▸ Stated task: Turn every line of the items below into a single numbered list, one line per number, skipping blank lines. Leave the pictures out.

▸ Input material:
-- start --

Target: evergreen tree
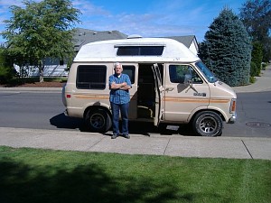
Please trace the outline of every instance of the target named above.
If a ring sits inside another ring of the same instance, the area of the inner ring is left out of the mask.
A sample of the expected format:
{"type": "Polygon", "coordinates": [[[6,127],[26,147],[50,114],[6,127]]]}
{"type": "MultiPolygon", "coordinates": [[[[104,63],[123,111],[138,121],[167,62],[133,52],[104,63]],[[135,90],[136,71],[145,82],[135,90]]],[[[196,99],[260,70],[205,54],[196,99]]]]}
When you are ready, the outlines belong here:
{"type": "Polygon", "coordinates": [[[263,60],[268,61],[271,59],[271,1],[248,0],[240,8],[239,16],[252,41],[262,44],[263,60]]]}
{"type": "Polygon", "coordinates": [[[251,42],[238,17],[223,9],[204,38],[200,57],[218,78],[232,87],[248,84],[251,42]]]}
{"type": "Polygon", "coordinates": [[[260,42],[253,42],[253,49],[251,52],[251,69],[250,76],[259,76],[262,69],[263,61],[263,46],[260,42]]]}

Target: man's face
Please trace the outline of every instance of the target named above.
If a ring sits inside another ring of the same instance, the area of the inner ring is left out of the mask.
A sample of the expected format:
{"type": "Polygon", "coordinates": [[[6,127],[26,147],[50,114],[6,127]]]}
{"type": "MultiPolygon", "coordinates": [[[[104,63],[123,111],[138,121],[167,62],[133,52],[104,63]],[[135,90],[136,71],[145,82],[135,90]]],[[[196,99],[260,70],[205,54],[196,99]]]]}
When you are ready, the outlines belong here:
{"type": "Polygon", "coordinates": [[[117,75],[120,75],[122,72],[122,68],[121,68],[121,65],[117,65],[117,67],[115,67],[115,73],[117,75]]]}

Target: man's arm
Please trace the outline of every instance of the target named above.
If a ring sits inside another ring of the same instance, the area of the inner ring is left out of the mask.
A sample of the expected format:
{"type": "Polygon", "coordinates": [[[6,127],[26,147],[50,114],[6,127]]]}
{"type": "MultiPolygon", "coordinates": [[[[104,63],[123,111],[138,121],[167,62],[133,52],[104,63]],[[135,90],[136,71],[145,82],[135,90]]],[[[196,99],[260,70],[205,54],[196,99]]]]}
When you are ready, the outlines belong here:
{"type": "Polygon", "coordinates": [[[127,84],[126,82],[120,83],[120,84],[117,84],[116,82],[112,82],[110,88],[112,89],[128,89],[127,88],[126,88],[127,86],[127,84]]]}

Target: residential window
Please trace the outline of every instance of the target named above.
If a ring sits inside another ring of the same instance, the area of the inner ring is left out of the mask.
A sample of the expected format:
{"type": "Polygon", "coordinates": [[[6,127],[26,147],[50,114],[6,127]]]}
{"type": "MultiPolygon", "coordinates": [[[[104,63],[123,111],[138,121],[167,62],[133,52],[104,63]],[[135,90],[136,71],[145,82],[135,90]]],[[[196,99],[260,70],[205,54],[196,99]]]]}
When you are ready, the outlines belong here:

-- end --

▸ Solution to this problem:
1. Target: evergreen tree
2. Please trace the outline of every instance of the target named above.
3. If a ring sits inside another ring of the same instance, the area of the inner ring is left out of the mask.
4. A sample of the expected format:
5. {"type": "Polygon", "coordinates": [[[6,127],[26,147],[50,114],[6,127]]]}
6. {"type": "MultiPolygon", "coordinates": [[[[104,63],[123,111],[138,121],[167,62],[133,52],[104,63]],[[135,90],[136,71],[145,82],[135,90]]],[[[196,99],[260,70],[205,54],[196,99]]]]}
7. When you are ready, the outlines belong here:
8. {"type": "Polygon", "coordinates": [[[263,60],[268,61],[271,59],[271,1],[248,0],[240,8],[239,16],[252,41],[262,44],[263,60]]]}
9. {"type": "Polygon", "coordinates": [[[251,42],[238,17],[223,9],[204,38],[200,57],[218,78],[232,87],[248,84],[251,42]]]}
10. {"type": "Polygon", "coordinates": [[[260,42],[253,42],[253,49],[251,52],[251,69],[250,76],[259,76],[262,69],[263,61],[263,46],[260,42]]]}
11. Target: man's face
12. Please trace the outline of every instance of the target named above.
13. If a ring sits inside another ring of the same instance, the area of the inner ring is left out of the mask.
14. A sample of the expected format:
15. {"type": "Polygon", "coordinates": [[[6,127],[26,147],[50,114],[6,127]]]}
16. {"type": "MultiPolygon", "coordinates": [[[[104,63],[123,111],[138,121],[167,62],[133,52],[104,63]],[[135,90],[136,71],[145,82],[135,90]]],[[[196,99],[260,70],[205,54],[196,99]]]]}
17. When you are ready, the outlines belong here:
18. {"type": "Polygon", "coordinates": [[[117,75],[120,75],[122,72],[122,68],[121,68],[121,65],[117,65],[117,67],[115,67],[115,73],[117,75]]]}
19. Target: man's arm
20. Please trace the outline of every instance of the target named above.
21. If a ring sits inside another ring of the same instance, the area of the inner ring is left out of the mask.
22. A sample of the expected format:
23. {"type": "Polygon", "coordinates": [[[6,127],[26,147],[50,114],[6,127]]]}
24. {"type": "MultiPolygon", "coordinates": [[[[104,63],[123,111],[138,121],[167,62],[133,52],[104,63]],[[135,90],[136,71],[145,82],[135,90]]],[[[196,99],[260,70],[205,54],[196,99]]]]}
25. When you are ready, the outlines belong here:
26. {"type": "Polygon", "coordinates": [[[127,84],[126,82],[120,83],[120,84],[117,84],[116,82],[112,82],[110,88],[112,89],[128,89],[127,88],[126,88],[127,86],[127,84]]]}
27. Target: residential window
28. Please trace the outline of every instance of the target named above.
29. If a ring sits inside another ring of the same instance, the area of the inner ring is left out of the mask.
30. A sample of the expected format:
31. {"type": "Polygon", "coordinates": [[[6,127],[26,147],[50,114],[6,127]]]}
32. {"type": "MultiPolygon", "coordinates": [[[[104,63],[123,111],[138,121],[167,62],[133,52],[104,63]],[[135,90],[136,71],[145,82],[135,90]]],[[[196,99],[260,70],[205,54],[196,99]]]]}
33. When you are ready, the outlines belong here:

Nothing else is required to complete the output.